[Start Given entries]

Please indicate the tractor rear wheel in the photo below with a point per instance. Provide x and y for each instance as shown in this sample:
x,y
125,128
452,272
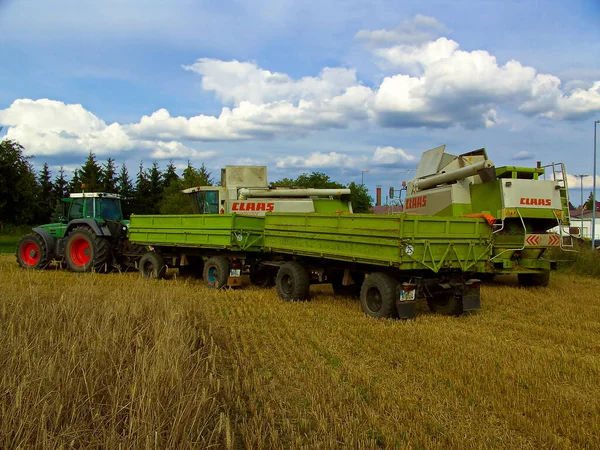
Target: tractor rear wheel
x,y
152,266
85,251
534,279
32,252
378,296
293,282
216,272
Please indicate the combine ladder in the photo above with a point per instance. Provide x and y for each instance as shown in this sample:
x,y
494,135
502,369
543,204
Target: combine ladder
x,y
559,175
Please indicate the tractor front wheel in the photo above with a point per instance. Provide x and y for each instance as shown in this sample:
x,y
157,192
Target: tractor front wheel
x,y
32,252
85,251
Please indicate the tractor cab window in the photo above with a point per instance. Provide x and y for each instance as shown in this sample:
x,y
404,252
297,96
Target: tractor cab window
x,y
81,208
110,209
208,202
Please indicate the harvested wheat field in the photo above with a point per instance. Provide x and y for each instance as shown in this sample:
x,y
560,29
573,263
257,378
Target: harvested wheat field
x,y
114,361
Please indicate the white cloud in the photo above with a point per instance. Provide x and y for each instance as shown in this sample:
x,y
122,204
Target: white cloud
x,y
48,127
415,31
436,84
390,155
317,160
523,155
235,82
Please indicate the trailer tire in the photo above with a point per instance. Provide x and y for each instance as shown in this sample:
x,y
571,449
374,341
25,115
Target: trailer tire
x,y
293,282
534,279
216,272
85,251
378,296
32,252
446,305
262,276
152,266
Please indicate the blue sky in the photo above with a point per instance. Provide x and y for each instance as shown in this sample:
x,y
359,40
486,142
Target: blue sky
x,y
332,86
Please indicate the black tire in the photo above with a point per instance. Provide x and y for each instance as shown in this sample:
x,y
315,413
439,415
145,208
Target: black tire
x,y
349,290
216,272
293,282
194,268
378,296
85,251
262,276
152,266
32,252
446,305
534,279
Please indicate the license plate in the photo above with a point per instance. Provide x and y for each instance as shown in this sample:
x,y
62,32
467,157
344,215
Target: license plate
x,y
407,296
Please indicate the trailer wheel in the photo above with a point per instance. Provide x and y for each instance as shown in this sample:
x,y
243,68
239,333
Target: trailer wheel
x,y
378,295
32,252
293,282
534,279
152,266
446,305
216,272
84,251
262,276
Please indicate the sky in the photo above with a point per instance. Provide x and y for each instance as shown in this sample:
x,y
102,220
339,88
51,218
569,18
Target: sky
x,y
355,89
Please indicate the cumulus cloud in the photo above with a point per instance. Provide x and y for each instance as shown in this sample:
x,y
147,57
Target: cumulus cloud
x,y
523,155
433,83
391,155
415,31
382,156
235,82
48,127
437,84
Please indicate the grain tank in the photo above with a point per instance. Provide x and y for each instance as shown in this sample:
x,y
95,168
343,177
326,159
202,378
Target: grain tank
x,y
244,190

[End Given entries]

Reproduce the material word for word, starting at the line that contains "Please indicate the sky" and ending at the last line of the material.

→ **Response for this exercise**:
Please indicate the sky in the photo above with a point per instance. Provide x and y for each instance as shown in this sample:
x,y
102,220
339,88
51,218
569,18
Target: sky
x,y
355,89
Please indicate the cumulus cloud in the photo above with a point per instance. Provide x and y for each instance as shown in this sample:
x,y
147,57
Target: cumulus cloud
x,y
523,155
433,83
391,155
415,31
382,156
235,82
48,127
437,84
Please indicate the grain tank in the photo above with a point per instance. Provide x and y for each instance as shown in this sample:
x,y
95,168
343,177
326,159
202,378
Target: grain tank
x,y
244,190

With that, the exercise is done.